Convert every line of the rows below into a Markdown table with the columns "Line No." and "Content", numbering the lines in order. Skip blank lines and leave the pictures out.

※ ※ ※

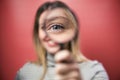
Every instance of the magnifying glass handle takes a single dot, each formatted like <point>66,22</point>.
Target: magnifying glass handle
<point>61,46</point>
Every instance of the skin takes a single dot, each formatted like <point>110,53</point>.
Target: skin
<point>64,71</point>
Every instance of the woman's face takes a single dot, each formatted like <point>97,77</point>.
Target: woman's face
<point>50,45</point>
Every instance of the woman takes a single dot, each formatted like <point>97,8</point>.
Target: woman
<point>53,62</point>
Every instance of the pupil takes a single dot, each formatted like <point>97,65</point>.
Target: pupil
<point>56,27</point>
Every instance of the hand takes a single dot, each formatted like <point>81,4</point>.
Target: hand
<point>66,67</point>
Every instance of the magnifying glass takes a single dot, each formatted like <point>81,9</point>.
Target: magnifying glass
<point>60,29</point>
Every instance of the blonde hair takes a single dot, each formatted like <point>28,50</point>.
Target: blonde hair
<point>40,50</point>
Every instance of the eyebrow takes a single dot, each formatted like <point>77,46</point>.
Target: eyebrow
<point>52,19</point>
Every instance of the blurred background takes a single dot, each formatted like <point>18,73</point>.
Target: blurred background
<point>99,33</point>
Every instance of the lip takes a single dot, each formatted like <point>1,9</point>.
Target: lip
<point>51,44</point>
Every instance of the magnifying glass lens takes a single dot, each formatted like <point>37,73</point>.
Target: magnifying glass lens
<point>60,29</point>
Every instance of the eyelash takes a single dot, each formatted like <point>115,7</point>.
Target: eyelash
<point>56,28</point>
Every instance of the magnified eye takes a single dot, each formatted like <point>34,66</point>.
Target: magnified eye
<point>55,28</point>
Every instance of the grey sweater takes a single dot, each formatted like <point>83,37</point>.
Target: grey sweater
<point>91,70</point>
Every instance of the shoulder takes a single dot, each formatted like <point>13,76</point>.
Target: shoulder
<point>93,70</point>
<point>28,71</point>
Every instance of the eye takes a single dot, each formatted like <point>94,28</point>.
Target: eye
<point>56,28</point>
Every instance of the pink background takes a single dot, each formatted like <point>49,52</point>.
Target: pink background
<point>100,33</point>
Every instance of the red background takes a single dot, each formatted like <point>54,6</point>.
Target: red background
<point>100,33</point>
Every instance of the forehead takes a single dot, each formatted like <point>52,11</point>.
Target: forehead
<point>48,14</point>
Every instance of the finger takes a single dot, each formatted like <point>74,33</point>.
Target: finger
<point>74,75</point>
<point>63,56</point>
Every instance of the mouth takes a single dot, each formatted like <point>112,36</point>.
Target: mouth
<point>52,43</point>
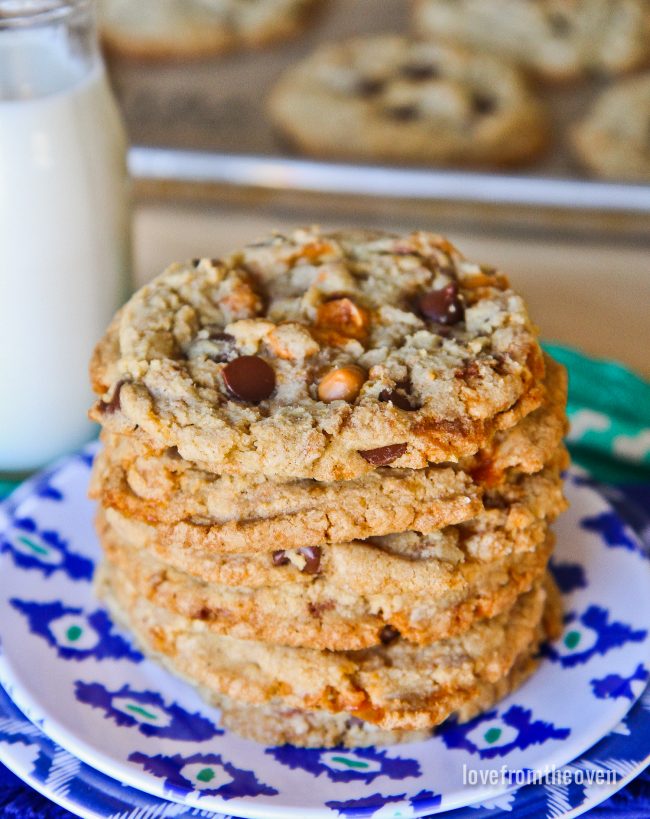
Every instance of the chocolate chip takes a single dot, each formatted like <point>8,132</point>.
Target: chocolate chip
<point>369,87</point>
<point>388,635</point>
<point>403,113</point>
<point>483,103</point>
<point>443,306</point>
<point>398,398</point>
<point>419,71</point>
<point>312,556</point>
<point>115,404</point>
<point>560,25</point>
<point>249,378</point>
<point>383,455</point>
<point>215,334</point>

※ ※ ※

= RESULT OF THE TASK =
| Line No. | Content |
|---|---|
| 1 | Every instance of the magnifying glass handle takes a single dot, each formatted like <point>66,22</point>. |
| 2 | Target: magnifying glass handle |
| 3 | <point>61,46</point> |
| 4 | Every instance of the skin takes a single dot, each formatted like <point>110,53</point>. |
| 5 | Target: skin |
| 6 | <point>64,71</point> |
| 7 | Every instance of the woman's face takes a single dot, each formatted like <point>97,77</point>. |
| 8 | Target: woman's face |
| 9 | <point>50,45</point> |
| 10 | Every instance of the woman takes a single dot, each formatted like <point>97,8</point>. |
| 11 | Target: woman |
| 12 | <point>53,62</point> |
| 13 | Every instance of the pupil takes a single dot, each formatted like <point>97,65</point>. |
| 14 | Target: pupil |
| 15 | <point>56,27</point> |
| 16 | Every instance of the hand takes a single dot, each formatted like <point>81,4</point>. |
| 17 | Target: hand |
| 18 | <point>66,67</point> |
| 19 | Every instance of the magnifying glass takes a single dot, each formatted like <point>81,9</point>. |
| 20 | Target: magnifying glass |
| 21 | <point>60,29</point> |
| 22 | Every instance of the blonde hair takes a single dot, each formatted like <point>28,50</point>. |
| 23 | Target: blonde hair |
| 24 | <point>40,50</point> |
| 25 | Every instance of the eyebrow takes a single dot, each formatted like <point>77,46</point>. |
| 26 | Target: eyebrow |
| 27 | <point>52,19</point> |
| 28 | Every instance of the blurred background takes a single dot, each formatted like <point>18,73</point>. |
| 29 | Target: blurred background |
| 30 | <point>99,33</point> |
| 31 | Every instance of the lip takes a single dot, each formatted like <point>1,9</point>. |
| 32 | Target: lip |
| 33 | <point>51,44</point> |
| 34 | Every instance of the magnifying glass lens takes a single dot, each formatted like <point>37,73</point>. |
| 35 | Target: magnifying glass lens |
| 36 | <point>60,29</point> |
| 37 | Every instance of the eyelash takes a single dot, each formatted like <point>115,7</point>. |
| 38 | Target: eyelash |
| 39 | <point>56,28</point> |
| 40 | Every instance of the magnified eye takes a single dot, each formatted like <point>34,66</point>. |
| 41 | Target: magnified eye |
| 42 | <point>55,28</point> |
| 43 | Every instance of the grey sweater takes a single dot, each formatted like <point>83,37</point>. |
| 44 | Target: grey sweater |
| 45 | <point>91,70</point> |
| 46 | Every instance of the shoulder takes a single dot, each formatted like <point>13,76</point>. |
| 47 | Target: shoulder |
| 48 | <point>93,70</point> |
| 49 | <point>28,71</point> |
| 50 | Every instance of the eye takes a single dot, each formatted like <point>94,28</point>. |
| 51 | Target: eye |
| 52 | <point>56,28</point> |
| 53 | Every instance of the pink background takes a single dot, each formatted like <point>49,52</point>. |
| 54 | Target: pink background |
| 55 | <point>100,33</point> |
| 56 | Every instance of the red background takes a single dot, each formatted like <point>54,6</point>. |
| 57 | Target: red background |
| 58 | <point>100,33</point> |
| 59 | Every instance of the forehead takes a single dot, each formatted like <point>52,11</point>. |
| 60 | Target: forehead |
| 61 | <point>48,14</point> |
| 62 | Every instance of the finger takes a single dot, each formatted like <point>74,33</point>. |
| 63 | Target: finger |
| 64 | <point>74,75</point> |
| 65 | <point>63,56</point> |
| 66 | Every instance of the mouth takes a single dot, each formatted like <point>112,36</point>. |
| 67 | Target: mouth |
| 68 | <point>52,43</point> |
| 69 | Every instance of the chocolate chip takes a single dot, each formatted like <point>8,132</point>. |
| 70 | Target: chocolate chip |
| 71 | <point>369,87</point> |
| 72 | <point>388,635</point> |
| 73 | <point>403,113</point> |
| 74 | <point>483,103</point> |
| 75 | <point>443,306</point> |
| 76 | <point>398,398</point> |
| 77 | <point>419,71</point> |
| 78 | <point>312,556</point> |
| 79 | <point>115,404</point> |
| 80 | <point>560,25</point> |
| 81 | <point>249,378</point> |
| 82 | <point>383,455</point> |
| 83 | <point>215,334</point> |